----- Provided material
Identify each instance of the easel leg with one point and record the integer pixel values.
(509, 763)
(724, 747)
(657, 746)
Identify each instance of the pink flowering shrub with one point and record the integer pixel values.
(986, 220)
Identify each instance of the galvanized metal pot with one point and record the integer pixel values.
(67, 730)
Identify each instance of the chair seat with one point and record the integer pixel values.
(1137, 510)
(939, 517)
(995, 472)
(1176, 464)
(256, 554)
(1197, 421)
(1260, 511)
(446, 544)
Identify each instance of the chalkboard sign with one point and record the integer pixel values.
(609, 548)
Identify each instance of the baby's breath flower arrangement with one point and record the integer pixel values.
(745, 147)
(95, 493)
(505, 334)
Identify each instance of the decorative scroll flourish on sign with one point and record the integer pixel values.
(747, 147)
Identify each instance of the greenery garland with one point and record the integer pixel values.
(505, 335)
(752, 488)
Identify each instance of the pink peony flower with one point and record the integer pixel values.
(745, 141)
----------
----- Provided material
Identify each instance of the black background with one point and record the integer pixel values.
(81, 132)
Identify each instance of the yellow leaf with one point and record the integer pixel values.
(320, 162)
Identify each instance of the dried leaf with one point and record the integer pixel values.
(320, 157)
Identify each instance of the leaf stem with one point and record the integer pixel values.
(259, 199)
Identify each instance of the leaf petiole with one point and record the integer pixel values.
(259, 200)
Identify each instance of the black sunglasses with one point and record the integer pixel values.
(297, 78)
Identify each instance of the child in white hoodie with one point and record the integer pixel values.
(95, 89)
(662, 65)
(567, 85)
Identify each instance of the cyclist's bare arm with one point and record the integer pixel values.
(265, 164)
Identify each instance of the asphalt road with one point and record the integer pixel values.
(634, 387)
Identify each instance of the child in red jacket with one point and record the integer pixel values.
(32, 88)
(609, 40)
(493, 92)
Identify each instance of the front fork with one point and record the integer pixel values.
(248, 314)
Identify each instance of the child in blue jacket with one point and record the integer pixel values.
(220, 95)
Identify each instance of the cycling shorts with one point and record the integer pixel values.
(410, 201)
----------
----- Provided material
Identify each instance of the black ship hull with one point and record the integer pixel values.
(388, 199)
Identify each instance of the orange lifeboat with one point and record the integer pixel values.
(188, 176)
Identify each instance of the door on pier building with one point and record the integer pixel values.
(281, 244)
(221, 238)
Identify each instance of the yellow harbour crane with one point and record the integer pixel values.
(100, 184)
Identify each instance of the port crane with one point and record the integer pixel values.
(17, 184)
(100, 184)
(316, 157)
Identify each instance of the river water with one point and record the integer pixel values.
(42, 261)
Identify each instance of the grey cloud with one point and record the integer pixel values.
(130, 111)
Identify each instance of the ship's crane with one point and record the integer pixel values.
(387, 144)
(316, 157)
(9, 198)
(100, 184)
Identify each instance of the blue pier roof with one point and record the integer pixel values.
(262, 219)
----------
§ Directions: Extract every line of the entries above that contains the string "pier". Case counts.

§ Answer to this exercise:
Identify each instance of the door on pier building with one point and record the integer pixel values.
Identify each instance of the blue pier roof with one point and record the integer pixel values.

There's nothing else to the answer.